>> Start Supplied material
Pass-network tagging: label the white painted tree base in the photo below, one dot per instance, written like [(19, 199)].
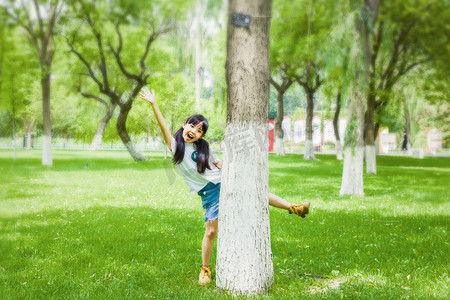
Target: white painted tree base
[(339, 150), (279, 146), (352, 176), (97, 142), (28, 140), (137, 156), (47, 151), (371, 160), (244, 256), (309, 151)]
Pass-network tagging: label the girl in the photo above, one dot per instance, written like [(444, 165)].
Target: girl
[(201, 169)]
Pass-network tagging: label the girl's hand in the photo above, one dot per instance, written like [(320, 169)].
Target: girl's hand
[(147, 95)]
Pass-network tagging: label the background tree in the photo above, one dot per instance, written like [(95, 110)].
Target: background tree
[(122, 86), (39, 20), (407, 35), (359, 58), (281, 88), (19, 82), (244, 257)]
>> End Supplied material
**Request:**
Turn the stretch of the items above, from the start through the line containing "[(201, 169)]", into a numbered list with one line per entry. Skip blank lines and leave the pictures out.

**Exercise result:**
1. Pass-network tagging: label the white painted tree base in the photo below, one dot per instance, written like [(19, 199)].
2. Target: white painted tree base
3. [(339, 150), (279, 146), (352, 176), (97, 142), (28, 140), (137, 156), (47, 151), (371, 160), (244, 256), (309, 151)]
4. Pass-network tagging: label the girl in the photo above, one dot per instance, written like [(444, 165)].
5. Target: girl
6. [(201, 169)]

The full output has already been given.